# [Aim of the exercise]
Keep the pictures out while you transcribe the listing below exactly.

# [Data records]
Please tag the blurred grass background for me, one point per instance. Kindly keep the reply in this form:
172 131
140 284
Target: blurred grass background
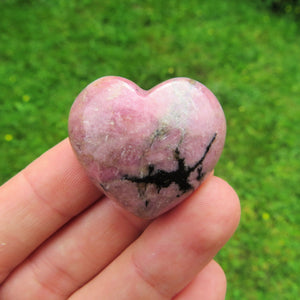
246 52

# [Answer to this exercise]
Please tag the blurred grass background for me, one point per instance. Kindly keep the reply in this form:
172 131
140 284
Target: blurred grass background
246 52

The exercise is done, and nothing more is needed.